● Data records
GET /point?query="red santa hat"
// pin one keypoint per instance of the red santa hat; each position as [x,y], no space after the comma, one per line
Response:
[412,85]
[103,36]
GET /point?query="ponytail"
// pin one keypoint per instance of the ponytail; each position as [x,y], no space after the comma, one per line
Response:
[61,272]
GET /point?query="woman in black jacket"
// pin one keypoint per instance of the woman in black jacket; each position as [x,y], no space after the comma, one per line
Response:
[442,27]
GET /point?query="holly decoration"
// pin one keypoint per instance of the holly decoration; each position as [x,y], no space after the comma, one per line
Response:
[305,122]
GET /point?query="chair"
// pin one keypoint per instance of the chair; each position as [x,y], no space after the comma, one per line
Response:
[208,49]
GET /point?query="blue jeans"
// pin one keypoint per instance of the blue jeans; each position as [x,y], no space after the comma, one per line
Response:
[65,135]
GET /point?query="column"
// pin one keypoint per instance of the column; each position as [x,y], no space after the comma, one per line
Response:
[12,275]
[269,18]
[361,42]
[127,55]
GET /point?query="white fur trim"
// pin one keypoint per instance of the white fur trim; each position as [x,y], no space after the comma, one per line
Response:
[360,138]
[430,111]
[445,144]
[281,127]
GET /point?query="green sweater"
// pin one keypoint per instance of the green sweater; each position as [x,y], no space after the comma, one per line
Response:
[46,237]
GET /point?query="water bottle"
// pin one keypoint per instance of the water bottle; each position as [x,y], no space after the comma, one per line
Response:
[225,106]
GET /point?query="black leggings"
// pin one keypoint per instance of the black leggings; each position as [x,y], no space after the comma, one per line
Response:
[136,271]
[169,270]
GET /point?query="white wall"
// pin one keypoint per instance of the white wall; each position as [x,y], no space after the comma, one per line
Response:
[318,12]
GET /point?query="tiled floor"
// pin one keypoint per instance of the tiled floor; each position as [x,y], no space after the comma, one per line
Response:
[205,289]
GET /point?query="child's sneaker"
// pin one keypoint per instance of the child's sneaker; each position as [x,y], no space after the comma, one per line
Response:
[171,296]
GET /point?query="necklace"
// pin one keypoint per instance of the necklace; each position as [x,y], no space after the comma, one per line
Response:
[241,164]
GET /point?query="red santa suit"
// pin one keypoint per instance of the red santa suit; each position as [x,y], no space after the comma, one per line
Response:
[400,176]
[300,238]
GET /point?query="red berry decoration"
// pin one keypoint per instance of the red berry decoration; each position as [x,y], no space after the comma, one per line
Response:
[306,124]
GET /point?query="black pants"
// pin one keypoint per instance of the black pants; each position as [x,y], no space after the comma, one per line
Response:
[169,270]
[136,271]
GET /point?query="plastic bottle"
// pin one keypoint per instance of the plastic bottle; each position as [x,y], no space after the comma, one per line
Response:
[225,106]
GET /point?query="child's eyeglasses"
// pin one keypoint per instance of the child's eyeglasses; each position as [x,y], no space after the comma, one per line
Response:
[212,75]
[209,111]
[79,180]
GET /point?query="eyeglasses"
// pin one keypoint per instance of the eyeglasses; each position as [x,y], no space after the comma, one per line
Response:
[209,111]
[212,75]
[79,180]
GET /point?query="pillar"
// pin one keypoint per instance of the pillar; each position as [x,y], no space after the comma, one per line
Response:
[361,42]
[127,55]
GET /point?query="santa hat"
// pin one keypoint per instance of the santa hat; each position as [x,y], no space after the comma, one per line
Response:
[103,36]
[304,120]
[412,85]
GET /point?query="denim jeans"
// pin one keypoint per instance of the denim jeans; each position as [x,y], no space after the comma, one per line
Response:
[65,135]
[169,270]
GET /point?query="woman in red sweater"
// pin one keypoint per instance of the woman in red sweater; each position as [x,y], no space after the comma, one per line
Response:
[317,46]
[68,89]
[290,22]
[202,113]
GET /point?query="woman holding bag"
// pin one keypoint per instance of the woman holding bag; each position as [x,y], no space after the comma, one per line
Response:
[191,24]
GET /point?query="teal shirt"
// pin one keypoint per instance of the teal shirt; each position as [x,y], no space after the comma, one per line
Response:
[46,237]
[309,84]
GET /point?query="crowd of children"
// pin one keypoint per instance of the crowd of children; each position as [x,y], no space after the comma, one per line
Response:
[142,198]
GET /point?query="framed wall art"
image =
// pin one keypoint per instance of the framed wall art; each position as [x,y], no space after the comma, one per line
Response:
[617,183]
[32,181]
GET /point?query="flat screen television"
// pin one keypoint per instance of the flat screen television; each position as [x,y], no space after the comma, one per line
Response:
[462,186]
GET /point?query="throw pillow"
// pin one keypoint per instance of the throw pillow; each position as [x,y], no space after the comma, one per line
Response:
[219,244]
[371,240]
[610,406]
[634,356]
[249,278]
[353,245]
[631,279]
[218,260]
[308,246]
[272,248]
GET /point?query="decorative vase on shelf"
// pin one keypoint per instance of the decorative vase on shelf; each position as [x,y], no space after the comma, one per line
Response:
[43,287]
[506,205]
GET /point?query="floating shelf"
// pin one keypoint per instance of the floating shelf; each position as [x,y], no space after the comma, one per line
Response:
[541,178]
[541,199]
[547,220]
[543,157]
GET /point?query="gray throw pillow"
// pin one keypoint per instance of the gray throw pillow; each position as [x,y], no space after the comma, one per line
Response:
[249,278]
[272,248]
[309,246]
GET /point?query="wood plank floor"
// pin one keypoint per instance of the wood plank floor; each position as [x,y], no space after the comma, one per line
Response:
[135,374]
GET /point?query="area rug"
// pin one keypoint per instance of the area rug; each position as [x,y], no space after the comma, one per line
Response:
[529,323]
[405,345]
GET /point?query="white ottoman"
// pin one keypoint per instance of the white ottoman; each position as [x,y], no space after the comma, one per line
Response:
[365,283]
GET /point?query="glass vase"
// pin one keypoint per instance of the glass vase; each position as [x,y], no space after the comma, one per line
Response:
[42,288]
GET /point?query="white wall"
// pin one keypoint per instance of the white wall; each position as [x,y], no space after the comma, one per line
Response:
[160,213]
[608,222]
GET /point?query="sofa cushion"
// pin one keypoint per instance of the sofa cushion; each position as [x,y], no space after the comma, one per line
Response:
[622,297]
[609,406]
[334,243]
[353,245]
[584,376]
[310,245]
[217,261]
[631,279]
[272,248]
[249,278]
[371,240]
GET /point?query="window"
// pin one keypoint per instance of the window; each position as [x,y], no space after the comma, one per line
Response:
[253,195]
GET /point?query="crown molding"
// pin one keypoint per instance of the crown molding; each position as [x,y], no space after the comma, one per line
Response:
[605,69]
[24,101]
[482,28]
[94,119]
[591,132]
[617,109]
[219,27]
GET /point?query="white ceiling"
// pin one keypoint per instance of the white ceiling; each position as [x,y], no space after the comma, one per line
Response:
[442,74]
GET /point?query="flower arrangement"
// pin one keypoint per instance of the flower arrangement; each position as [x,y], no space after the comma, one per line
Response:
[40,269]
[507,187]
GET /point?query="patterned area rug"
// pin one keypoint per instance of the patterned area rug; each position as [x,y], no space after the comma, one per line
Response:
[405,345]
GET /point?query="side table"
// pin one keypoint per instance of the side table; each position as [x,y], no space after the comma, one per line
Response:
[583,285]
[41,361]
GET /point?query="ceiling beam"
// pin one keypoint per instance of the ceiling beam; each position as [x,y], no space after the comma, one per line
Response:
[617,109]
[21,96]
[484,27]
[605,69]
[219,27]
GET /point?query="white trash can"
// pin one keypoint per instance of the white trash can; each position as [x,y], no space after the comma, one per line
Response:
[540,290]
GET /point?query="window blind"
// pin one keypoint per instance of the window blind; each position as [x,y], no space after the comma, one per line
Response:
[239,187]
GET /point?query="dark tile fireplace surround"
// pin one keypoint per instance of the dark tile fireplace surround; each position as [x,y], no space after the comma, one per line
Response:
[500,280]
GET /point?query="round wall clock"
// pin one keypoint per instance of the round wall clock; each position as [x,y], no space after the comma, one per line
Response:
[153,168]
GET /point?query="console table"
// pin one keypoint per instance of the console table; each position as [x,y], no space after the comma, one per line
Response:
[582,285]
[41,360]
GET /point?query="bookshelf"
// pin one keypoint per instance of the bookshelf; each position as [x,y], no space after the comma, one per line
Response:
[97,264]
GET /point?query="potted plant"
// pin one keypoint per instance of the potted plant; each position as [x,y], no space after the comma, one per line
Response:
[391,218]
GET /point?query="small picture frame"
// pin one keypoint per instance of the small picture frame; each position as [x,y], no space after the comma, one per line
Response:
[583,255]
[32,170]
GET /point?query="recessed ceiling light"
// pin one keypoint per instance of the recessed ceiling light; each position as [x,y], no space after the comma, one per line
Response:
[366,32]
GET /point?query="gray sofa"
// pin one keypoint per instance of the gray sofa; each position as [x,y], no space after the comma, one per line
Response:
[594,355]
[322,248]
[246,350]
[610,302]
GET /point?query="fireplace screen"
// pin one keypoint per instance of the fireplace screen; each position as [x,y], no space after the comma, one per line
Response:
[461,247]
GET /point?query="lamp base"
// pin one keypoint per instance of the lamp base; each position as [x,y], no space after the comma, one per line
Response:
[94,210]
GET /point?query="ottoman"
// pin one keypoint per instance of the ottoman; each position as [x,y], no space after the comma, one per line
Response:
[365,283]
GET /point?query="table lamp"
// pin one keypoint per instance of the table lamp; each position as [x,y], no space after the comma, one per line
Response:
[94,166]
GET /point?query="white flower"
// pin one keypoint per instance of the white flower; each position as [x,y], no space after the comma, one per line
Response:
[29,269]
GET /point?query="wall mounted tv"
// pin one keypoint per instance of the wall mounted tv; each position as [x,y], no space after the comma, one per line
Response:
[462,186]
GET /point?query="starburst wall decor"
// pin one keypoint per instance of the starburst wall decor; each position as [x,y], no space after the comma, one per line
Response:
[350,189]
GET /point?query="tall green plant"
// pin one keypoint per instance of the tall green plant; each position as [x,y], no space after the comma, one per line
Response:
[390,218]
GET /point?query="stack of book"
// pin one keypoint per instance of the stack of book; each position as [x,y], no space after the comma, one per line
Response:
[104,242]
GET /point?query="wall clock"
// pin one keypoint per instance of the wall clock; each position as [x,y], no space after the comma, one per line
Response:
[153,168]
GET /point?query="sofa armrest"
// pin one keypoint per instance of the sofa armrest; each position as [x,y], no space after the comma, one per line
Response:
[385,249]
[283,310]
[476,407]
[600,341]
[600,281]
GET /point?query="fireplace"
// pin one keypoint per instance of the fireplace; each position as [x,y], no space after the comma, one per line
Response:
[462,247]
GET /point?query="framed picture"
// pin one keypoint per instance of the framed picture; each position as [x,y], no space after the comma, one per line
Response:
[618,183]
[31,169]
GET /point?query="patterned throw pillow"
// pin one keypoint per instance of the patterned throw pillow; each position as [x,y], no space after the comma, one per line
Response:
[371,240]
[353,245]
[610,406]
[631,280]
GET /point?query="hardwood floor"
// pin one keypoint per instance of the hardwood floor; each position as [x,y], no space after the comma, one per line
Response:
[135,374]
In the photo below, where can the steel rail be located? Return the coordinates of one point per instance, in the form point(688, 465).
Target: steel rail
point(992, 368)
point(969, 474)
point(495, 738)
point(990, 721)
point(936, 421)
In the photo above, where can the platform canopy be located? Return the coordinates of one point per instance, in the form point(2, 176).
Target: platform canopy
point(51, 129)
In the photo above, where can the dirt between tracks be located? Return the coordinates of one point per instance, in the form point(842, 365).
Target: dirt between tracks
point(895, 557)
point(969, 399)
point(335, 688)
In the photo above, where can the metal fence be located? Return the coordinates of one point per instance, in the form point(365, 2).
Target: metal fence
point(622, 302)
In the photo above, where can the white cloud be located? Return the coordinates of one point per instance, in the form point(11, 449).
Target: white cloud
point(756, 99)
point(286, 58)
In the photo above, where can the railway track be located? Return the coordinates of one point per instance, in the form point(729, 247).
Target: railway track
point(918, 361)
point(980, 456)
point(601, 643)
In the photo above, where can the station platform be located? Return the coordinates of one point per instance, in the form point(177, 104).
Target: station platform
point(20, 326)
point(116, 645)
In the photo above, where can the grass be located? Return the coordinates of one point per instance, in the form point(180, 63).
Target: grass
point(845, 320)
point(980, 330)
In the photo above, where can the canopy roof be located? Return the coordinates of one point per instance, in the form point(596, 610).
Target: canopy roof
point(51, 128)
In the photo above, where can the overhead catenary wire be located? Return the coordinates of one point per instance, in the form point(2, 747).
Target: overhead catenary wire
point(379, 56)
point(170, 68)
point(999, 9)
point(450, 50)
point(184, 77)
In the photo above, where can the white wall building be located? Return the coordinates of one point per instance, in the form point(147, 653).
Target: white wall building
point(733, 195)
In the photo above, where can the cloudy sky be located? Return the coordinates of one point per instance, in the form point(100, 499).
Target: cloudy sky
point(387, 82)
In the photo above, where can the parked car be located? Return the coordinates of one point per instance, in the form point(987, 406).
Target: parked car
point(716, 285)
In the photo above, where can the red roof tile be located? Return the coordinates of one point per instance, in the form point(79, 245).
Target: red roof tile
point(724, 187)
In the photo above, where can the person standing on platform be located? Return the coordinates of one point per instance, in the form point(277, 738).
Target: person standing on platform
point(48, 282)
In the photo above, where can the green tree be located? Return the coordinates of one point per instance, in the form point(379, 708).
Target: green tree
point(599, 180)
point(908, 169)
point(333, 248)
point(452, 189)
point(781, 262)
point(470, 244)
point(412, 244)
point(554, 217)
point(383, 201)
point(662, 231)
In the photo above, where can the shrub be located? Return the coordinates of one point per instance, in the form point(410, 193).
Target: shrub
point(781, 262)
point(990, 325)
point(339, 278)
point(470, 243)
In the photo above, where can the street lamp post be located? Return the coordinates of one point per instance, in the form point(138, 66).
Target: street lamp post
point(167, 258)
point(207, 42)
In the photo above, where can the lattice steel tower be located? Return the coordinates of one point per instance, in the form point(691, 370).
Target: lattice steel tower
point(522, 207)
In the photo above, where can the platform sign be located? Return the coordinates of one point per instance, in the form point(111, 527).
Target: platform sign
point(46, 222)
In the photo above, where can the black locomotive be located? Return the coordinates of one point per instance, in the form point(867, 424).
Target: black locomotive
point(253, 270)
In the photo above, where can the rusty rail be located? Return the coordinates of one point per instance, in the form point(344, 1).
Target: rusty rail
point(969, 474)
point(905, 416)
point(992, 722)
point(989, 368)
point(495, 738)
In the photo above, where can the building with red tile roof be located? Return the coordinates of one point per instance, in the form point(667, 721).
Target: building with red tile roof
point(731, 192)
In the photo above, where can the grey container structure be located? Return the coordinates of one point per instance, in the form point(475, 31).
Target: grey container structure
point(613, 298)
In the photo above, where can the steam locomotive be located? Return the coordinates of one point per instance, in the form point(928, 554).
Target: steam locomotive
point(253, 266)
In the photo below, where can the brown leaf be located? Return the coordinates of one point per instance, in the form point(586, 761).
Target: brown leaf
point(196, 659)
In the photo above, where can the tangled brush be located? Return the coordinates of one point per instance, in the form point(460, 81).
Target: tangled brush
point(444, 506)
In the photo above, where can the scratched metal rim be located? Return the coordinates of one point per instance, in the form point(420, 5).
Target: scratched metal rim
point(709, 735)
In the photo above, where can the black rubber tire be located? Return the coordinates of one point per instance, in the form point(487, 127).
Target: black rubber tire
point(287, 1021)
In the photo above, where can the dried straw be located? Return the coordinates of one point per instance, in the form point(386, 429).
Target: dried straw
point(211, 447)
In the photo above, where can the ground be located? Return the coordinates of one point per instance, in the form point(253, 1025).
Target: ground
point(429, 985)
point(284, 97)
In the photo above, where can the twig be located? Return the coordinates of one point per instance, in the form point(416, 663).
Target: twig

● Given task
Reproduce every line between the line containing "In the photo above, where can the grey" and the line containing "point(253, 266)", inclusive, shifting each answer coordinate up by 26. Leave the sample coordinates in the entries' wording unchanged.

● Result of the task
In the photo above, where can the grey container structure be located? Return the coordinates of one point per instance, in the form point(475, 31).
Target: grey container structure
point(639, 324)
In the photo above, where can the steam locomotive be located? Return the coordinates of one point per instance, in the form point(928, 554).
Target: steam locomotive
point(279, 292)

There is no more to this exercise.